§ **Job**: Rewrite the stretch of the trigonometry discussion from "So, is it correct" through "the hypoteneuse side.", changing "right-angled" to "right".

§ **Document**:
If you know the angle you can work out the length of the sides. Is this a correct assumption?

No, see the right-hand side of the diagram. You can have similar triangles where the angles are all the same but the side lengths are scaled up or down by some factor, like Russian dolls.

If you think about it, this makes sense, because all the sin, cos, or tan gives you is the ratio between sides. E.g. for sin, how many times bigger is the opposite side than the hypoteneuse.

So, is it correct so assume that if you know one of the angles besides the 90 degree angle and 1 length of one side you can determine the sine, cosine and tangent of that triangle?

Strictly speaking, we talk about the sine, cosine and tangent of angles not triangles. A typical problem setting is that you are given one of the angles and one of the sides in a right-angled triangle. You can then work out the length of another side. E.g. if you have an angle $d$ and the opposite side you can rearrange the sine formula to find the hypoteneuse side.

§ **Supplied records**:
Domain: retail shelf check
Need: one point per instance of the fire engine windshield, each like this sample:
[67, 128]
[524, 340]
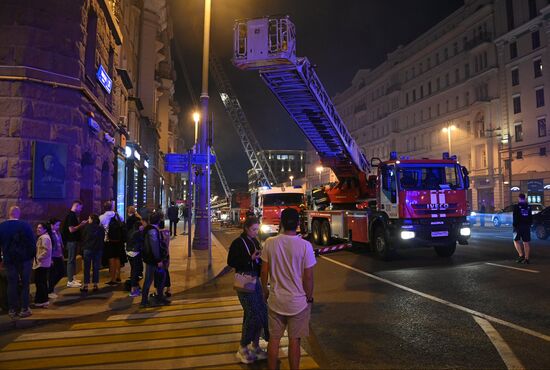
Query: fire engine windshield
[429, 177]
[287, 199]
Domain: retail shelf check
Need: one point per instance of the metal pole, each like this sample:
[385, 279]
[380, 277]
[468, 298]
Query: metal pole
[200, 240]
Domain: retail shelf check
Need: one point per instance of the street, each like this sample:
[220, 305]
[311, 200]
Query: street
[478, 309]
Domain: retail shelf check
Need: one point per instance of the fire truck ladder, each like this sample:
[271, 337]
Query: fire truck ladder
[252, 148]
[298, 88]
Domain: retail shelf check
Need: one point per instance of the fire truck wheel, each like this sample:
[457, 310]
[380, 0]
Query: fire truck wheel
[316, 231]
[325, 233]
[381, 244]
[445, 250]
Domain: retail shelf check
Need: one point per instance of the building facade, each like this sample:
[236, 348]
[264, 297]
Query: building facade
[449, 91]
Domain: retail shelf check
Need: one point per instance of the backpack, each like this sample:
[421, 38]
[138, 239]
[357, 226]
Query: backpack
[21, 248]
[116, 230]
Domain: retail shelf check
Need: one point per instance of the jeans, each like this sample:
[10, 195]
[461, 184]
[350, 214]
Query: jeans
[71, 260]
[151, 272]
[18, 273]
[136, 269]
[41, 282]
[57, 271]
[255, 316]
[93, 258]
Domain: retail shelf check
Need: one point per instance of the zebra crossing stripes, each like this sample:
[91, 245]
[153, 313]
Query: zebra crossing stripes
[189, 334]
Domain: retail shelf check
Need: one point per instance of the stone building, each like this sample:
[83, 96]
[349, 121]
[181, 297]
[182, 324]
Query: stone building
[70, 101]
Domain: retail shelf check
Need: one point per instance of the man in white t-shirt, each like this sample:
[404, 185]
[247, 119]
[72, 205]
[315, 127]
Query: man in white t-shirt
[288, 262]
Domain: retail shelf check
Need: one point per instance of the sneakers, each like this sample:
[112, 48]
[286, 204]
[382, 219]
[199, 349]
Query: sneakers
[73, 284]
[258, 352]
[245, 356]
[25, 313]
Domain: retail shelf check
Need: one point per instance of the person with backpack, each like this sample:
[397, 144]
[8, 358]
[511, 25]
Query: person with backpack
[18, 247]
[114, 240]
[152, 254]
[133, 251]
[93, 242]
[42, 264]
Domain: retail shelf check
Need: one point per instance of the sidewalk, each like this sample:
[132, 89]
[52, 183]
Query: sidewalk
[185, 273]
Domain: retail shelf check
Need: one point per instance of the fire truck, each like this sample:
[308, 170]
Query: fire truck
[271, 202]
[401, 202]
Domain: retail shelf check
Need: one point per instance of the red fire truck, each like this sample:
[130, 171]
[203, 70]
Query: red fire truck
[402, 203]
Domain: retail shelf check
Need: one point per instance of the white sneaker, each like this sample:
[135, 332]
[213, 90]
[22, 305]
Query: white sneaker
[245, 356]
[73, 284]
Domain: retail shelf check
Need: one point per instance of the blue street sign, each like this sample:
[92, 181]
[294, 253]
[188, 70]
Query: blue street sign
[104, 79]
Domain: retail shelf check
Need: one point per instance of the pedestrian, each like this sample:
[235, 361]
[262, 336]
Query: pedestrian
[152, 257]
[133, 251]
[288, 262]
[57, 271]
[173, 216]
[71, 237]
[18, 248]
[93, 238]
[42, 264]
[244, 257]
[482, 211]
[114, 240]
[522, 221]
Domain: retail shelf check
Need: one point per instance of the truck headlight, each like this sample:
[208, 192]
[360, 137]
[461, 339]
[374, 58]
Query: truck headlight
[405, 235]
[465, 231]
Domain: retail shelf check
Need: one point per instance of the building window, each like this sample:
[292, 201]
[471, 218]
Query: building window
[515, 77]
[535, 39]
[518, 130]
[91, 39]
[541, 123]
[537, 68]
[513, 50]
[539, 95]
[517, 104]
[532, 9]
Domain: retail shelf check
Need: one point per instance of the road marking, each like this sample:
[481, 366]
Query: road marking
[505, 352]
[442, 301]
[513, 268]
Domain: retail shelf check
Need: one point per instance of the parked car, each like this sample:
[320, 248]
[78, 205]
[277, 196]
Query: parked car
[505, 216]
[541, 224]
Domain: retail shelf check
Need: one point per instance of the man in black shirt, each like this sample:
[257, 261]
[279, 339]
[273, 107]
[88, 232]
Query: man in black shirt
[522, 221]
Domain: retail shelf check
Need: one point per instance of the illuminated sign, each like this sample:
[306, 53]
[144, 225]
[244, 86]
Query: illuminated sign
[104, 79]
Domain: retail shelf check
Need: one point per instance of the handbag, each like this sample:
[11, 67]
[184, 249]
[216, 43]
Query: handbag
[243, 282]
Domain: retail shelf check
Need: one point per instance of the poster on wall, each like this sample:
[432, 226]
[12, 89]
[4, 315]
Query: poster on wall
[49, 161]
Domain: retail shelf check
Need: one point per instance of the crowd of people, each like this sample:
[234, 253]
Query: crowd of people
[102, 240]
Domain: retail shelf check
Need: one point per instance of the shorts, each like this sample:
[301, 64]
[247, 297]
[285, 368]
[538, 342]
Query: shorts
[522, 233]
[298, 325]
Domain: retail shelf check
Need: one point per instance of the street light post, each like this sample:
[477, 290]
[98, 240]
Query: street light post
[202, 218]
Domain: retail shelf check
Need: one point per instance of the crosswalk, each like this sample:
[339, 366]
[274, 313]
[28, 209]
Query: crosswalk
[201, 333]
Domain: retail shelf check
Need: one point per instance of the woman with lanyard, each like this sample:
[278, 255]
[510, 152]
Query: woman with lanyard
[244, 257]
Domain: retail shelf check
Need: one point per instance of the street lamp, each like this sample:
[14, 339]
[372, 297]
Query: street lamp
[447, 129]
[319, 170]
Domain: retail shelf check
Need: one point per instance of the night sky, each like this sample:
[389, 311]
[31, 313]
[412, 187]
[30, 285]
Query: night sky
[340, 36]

§ **Answer**:
So, is it correct so assume that if you know one of the angles besides the 90 degree angle and 1 length of one side you can determine the sine, cosine and tangent of that triangle?

Strictly speaking, we talk about the sine, cosine and tangent of angles not triangles. A typical problem setting is that you are given one of the angles and one of the sides in a right triangle. You can then work out the length of another side. E.g. if you have an angle $d$ and the opposite side you can rearrange the sine formula to find the hypoteneuse side.